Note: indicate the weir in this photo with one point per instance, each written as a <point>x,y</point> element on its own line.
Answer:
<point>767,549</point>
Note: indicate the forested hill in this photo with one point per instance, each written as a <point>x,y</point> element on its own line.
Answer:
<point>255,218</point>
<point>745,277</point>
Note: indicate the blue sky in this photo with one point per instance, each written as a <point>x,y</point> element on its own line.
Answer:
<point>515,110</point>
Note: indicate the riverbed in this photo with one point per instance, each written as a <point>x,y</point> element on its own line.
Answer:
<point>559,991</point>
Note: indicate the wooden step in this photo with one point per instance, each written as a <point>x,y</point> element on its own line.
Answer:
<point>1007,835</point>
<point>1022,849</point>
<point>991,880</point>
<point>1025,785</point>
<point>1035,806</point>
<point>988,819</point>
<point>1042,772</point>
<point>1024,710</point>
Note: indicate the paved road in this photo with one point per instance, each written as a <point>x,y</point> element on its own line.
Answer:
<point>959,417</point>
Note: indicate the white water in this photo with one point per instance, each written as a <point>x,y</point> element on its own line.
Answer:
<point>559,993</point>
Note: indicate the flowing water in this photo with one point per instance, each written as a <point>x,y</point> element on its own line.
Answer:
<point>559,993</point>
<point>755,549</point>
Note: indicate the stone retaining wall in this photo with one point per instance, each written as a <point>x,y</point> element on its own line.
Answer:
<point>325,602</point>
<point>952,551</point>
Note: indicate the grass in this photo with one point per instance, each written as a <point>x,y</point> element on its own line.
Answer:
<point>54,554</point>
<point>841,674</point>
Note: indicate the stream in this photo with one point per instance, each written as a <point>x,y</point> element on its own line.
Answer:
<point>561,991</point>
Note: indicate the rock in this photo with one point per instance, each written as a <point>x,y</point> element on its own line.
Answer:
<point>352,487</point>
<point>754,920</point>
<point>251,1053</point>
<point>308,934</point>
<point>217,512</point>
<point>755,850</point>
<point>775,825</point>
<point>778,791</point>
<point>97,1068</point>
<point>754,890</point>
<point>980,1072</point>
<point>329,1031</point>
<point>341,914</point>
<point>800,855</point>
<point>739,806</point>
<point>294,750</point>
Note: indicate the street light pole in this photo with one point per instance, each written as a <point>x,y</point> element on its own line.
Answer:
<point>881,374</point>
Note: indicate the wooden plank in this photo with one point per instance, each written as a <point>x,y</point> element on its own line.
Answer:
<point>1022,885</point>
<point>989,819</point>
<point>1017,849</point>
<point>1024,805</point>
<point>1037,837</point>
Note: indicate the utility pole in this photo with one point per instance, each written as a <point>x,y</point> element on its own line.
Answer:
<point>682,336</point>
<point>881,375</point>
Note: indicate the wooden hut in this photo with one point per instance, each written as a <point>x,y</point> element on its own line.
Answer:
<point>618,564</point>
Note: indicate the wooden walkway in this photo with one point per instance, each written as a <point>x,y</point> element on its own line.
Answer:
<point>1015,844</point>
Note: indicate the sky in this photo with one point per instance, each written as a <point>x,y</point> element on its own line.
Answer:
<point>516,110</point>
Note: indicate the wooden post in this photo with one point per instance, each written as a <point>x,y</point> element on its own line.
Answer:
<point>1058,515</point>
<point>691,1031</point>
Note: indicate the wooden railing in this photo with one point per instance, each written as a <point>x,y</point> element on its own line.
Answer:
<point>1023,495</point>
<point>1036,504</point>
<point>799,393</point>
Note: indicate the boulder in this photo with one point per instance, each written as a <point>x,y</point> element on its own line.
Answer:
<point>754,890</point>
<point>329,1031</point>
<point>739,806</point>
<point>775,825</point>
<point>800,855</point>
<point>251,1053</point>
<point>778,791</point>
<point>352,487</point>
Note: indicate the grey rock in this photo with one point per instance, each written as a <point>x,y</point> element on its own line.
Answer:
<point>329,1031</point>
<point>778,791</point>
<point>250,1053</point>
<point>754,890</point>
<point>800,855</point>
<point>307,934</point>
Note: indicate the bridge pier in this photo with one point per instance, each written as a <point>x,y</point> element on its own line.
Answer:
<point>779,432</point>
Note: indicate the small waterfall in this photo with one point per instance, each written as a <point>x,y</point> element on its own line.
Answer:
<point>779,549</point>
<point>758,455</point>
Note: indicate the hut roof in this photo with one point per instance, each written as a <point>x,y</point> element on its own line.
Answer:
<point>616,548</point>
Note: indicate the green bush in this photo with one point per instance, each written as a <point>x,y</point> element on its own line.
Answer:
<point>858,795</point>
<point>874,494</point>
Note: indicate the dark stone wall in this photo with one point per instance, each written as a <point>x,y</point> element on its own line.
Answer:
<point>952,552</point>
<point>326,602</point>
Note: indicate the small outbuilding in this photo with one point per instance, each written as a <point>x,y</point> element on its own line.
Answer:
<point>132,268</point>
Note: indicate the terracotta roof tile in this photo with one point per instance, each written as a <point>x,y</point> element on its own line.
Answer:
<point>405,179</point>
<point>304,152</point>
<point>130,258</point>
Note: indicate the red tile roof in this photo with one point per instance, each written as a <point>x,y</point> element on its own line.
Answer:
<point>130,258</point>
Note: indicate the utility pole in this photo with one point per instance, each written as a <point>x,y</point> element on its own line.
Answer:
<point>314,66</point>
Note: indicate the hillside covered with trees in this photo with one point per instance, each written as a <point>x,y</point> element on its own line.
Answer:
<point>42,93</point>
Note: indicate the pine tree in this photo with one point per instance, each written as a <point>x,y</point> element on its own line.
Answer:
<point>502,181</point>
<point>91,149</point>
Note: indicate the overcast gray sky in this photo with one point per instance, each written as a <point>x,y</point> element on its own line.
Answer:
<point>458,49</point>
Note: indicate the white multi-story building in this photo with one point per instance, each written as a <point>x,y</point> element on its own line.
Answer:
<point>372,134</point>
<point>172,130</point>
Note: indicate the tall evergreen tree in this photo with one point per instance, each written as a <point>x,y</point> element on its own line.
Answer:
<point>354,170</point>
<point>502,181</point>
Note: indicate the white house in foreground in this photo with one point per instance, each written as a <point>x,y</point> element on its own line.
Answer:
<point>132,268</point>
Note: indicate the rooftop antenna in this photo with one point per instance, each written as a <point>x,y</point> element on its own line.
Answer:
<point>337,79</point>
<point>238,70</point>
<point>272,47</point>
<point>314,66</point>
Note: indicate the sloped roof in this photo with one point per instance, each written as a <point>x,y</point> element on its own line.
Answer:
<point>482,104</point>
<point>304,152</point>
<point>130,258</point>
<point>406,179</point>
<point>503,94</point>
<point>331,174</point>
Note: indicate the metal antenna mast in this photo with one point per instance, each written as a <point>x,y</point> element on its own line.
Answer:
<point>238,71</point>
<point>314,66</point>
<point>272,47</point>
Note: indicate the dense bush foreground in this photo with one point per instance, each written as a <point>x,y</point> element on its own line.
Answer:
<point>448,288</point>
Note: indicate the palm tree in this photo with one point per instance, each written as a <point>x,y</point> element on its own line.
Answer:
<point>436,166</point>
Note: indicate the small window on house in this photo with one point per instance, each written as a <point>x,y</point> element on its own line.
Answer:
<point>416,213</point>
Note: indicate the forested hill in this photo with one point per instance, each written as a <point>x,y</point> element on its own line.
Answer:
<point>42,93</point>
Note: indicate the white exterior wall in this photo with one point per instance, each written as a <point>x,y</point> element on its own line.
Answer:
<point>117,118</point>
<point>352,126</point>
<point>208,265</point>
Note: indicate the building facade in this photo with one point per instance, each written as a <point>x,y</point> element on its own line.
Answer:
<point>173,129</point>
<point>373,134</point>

**WHAT TO WORK ON**
Write out again, exactly, the lines from the one holding "Note: indicate the metal" through the end of the listing, with both ends included.

**PROBLEM SOLUTION**
Note: indicate the metal antenna mast in this photo with one point per instance, each written as a <point>x,y</point> element on its own line.
Answer:
<point>238,71</point>
<point>314,66</point>
<point>272,47</point>
Note: indicate the dense bush foreground in this photo with one point per instance, each written as a <point>x,y</point> element on its own line.
Answer:
<point>448,288</point>
Note: indicate the palm tree in this photo with one point per instance, each written as a <point>x,y</point> element on its own line.
Answer:
<point>436,166</point>
Note: indicate the small window on house in this photo with one point per instance, each written as a <point>x,y</point> element on its own line.
Answer:
<point>416,213</point>
Note: indicate the forested hill in this photo with one point per instance, each written as a <point>x,y</point> element on its own line.
Answer:
<point>42,93</point>
Note: indicate the white exterior wall in this photo with one point per instance, each written as a <point>x,y</point> element on its own line.
Answer:
<point>117,118</point>
<point>352,126</point>
<point>208,265</point>
Note: indicate the building facade in this photo with one point per instance, each written as a <point>x,y</point> element on its own line.
Answer:
<point>173,129</point>
<point>373,134</point>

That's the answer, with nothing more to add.